# TASK PROMPT
Repeat the material below word for word and leave out all pictures.

## Start

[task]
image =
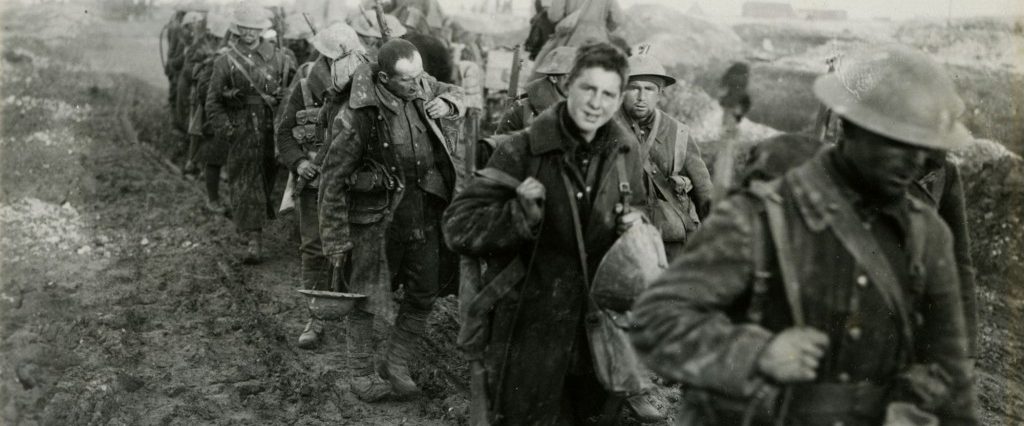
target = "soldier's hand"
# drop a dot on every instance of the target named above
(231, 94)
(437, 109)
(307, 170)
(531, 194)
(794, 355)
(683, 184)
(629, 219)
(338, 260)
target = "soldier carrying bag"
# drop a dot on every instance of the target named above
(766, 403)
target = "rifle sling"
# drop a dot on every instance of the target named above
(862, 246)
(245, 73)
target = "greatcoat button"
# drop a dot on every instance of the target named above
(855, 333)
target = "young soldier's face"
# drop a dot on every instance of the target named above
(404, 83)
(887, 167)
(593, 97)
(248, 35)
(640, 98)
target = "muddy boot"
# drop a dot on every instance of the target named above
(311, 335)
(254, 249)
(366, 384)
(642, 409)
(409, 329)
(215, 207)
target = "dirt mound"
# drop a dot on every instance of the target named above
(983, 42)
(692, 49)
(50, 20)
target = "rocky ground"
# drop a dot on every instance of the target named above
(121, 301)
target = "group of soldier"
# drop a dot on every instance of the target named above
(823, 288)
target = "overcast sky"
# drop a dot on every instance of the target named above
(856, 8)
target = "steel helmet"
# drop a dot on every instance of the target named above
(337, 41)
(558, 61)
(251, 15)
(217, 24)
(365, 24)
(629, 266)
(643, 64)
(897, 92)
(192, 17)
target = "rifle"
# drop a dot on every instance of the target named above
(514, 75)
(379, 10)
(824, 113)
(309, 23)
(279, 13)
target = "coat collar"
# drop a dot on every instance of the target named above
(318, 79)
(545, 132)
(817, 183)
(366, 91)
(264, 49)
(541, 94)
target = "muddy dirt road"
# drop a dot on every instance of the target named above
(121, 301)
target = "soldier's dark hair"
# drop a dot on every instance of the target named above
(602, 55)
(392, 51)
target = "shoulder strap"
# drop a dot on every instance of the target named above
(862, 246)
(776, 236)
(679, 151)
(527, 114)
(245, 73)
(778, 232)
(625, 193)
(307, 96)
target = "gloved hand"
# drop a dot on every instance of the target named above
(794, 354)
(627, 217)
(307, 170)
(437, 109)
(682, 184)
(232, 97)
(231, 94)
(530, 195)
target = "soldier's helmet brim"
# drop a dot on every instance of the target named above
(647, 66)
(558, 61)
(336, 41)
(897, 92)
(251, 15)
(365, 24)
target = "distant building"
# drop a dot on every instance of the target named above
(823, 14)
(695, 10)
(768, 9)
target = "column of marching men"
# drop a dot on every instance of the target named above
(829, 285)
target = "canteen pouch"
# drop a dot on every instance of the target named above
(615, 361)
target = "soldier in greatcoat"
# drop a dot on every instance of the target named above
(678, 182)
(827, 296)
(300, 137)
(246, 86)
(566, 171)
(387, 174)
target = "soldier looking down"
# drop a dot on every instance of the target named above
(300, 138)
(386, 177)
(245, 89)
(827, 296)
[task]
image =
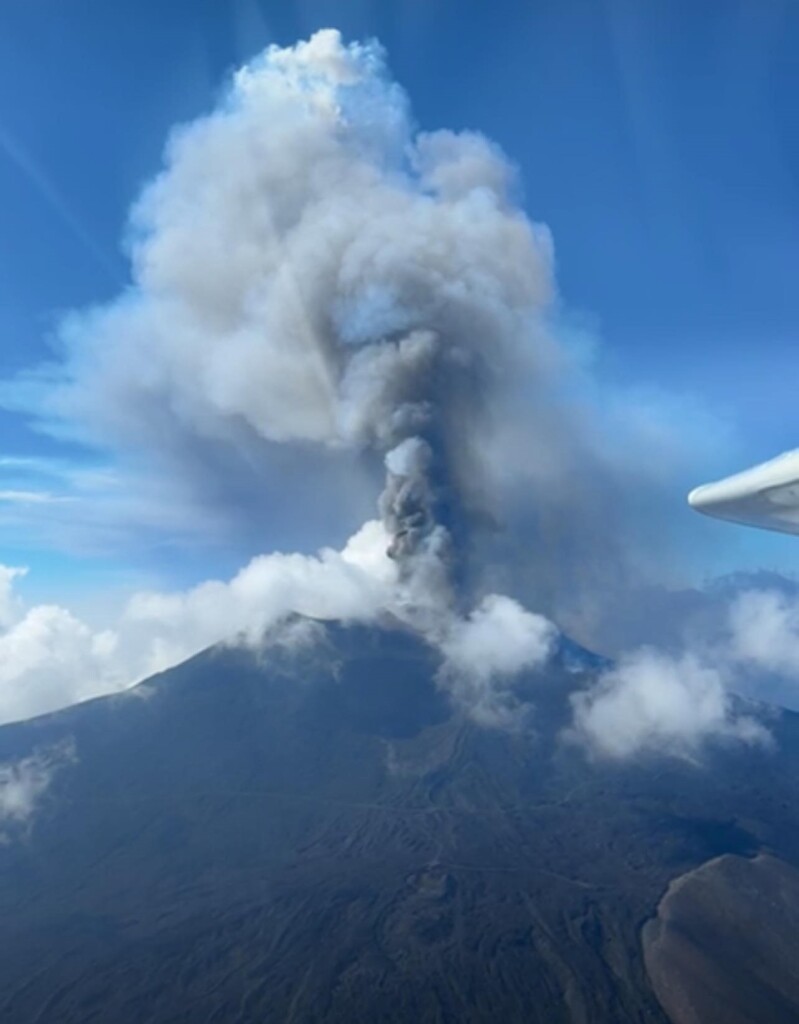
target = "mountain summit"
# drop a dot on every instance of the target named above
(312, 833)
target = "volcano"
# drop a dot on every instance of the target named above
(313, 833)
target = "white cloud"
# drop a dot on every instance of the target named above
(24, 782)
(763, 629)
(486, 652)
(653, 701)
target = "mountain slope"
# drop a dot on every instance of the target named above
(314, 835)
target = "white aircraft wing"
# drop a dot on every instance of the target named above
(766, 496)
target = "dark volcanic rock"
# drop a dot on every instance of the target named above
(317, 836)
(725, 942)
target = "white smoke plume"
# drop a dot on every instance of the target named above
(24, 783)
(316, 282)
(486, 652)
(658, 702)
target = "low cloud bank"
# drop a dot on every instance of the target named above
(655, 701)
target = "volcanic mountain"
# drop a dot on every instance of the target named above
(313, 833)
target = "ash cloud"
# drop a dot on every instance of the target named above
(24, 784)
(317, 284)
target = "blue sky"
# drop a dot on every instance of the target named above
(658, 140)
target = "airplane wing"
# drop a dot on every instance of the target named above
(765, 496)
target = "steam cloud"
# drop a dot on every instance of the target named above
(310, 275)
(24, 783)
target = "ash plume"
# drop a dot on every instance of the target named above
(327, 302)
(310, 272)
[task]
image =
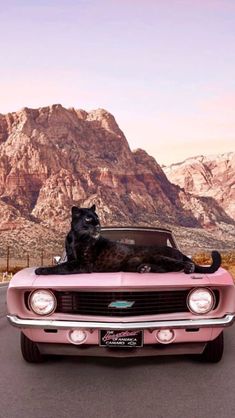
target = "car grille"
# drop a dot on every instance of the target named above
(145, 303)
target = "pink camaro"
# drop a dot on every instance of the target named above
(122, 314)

## End

# THE RESPONSE
[task]
image =
target = "soldier's hand"
# drop a dot on every instance of the target named above
(231, 94)
(437, 109)
(307, 170)
(531, 194)
(794, 355)
(683, 184)
(629, 219)
(338, 260)
target = "soldier carrying bag"
# drop a dot on every instance of the target named above
(766, 403)
target = "rifle sling"
# drop a dot on every instance of the target named above
(862, 246)
(245, 73)
target = "greatcoat button"
# drop a dot on every instance of the target named above
(855, 333)
target = "young soldier's face"
# drop a dot on every instance of the target named above
(404, 83)
(887, 167)
(593, 97)
(248, 35)
(640, 98)
target = "muddy boot"
# drop a dot on every instance of the target named above
(311, 335)
(254, 249)
(366, 384)
(642, 409)
(409, 329)
(215, 207)
target = "dirt mound"
# drop a dot on every instance of the target named above
(983, 42)
(692, 49)
(50, 20)
target = "rocky ground"
# drop a dot on every instance of the target named above
(121, 301)
target = "group of soldier"
# drop a dot on every instance of the target named above
(823, 288)
target = "overcast sky"
# drop a dot on every instance of the target named above
(856, 8)
target = "steel helmet"
# drop a dot on every instance of the target named above
(337, 41)
(558, 61)
(251, 15)
(217, 24)
(365, 24)
(629, 266)
(643, 64)
(897, 92)
(192, 17)
target = "rifle"
# drop a dot on every instance of the target named above
(514, 75)
(379, 10)
(824, 113)
(309, 23)
(279, 13)
target = "coat collar"
# drop a dot on every instance of the target named above
(318, 79)
(545, 132)
(817, 183)
(366, 91)
(264, 49)
(541, 94)
target = "muddy dirt road"
# drop a dot on every instance of the target named above
(121, 301)
target = "soldier's dark hair"
# drop a dot on every instance of the target named above
(602, 55)
(392, 51)
target = "shoulder strap"
# drop a dot on every instance of the target named above
(862, 246)
(776, 236)
(679, 151)
(527, 114)
(245, 73)
(778, 232)
(625, 193)
(307, 96)
target = "gloved hand"
# drop a dot on every instance of the target named above
(794, 354)
(627, 217)
(307, 170)
(437, 109)
(682, 184)
(232, 97)
(231, 94)
(530, 195)
target = "soldier's helmet brim"
# drop a dot on every instance of the target named above
(647, 66)
(558, 61)
(336, 41)
(897, 92)
(251, 15)
(365, 24)
target = "distant building"
# drop a dot on every instance of the target named above
(823, 14)
(695, 10)
(768, 9)
target = "column of marching men"
# drop a dot on every instance of the target named above
(829, 285)
target = "canteen pouch"
# drop a dot on every instance of the target named above
(615, 361)
target = "soldier in greatcoat"
# drop a dot on every instance of the target named above
(678, 182)
(827, 296)
(300, 137)
(246, 86)
(566, 171)
(387, 174)
target = "soldier looking down"
# drop a dot on every instance of the target named above
(300, 138)
(386, 177)
(245, 89)
(827, 296)
[task]
image =
target = "mountain summit"
# drop a dot on every instance of the target named above
(312, 833)
target = "volcano"
# drop a dot on every instance of the target named above
(313, 833)
target = "white cloud"
# drop a dot on every instance of the target named above
(24, 782)
(763, 629)
(486, 652)
(653, 701)
target = "mountain slope"
# drop a dot on every instance of the target named above
(314, 835)
target = "white aircraft wing"
# drop a dot on every instance of the target named above
(766, 496)
target = "dark volcanic rock"
# drop a dot on every instance of the target named above
(317, 836)
(725, 942)
target = "white smoke plume"
# drop a dot on every instance of the target named above
(24, 783)
(316, 282)
(486, 652)
(658, 702)
target = "low cloud bank"
# drop a dot on every instance of the target named above
(655, 701)
target = "volcanic mountain"
# drop a dot on every instance of the target named above
(313, 833)
target = "ash cloud"
# drop a dot on every instance of the target named above
(24, 784)
(317, 284)
target = "blue sky"
# drop a dot on every instance of the target named above
(658, 140)
target = "airplane wing"
# drop a dot on every instance of the target named above
(765, 496)
target = "steam cloud"
# drop a dot on every instance of the target named above
(310, 275)
(24, 783)
target = "ash plume"
# drop a dot on every instance of the target named above
(327, 302)
(310, 272)
[task]
image =
target = "car grille"
# drop a dot on every instance of the target named above
(145, 303)
target = "pink camaro"
# drop a dot on every instance of the target named above
(122, 314)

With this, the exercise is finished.